Task details:
Please print the records below word for word.
[Listed records]
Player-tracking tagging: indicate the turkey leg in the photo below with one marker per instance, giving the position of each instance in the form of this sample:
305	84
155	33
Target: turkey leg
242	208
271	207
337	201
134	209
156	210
[/Listed records]
Final answer:
Player-tracking tagging: indicate the turkey leg in the photo below with one marker per instance, giving the position of each instance in the form of this sample:
305	84
155	33
Target: turkey leg
242	208
271	207
337	201
134	209
156	210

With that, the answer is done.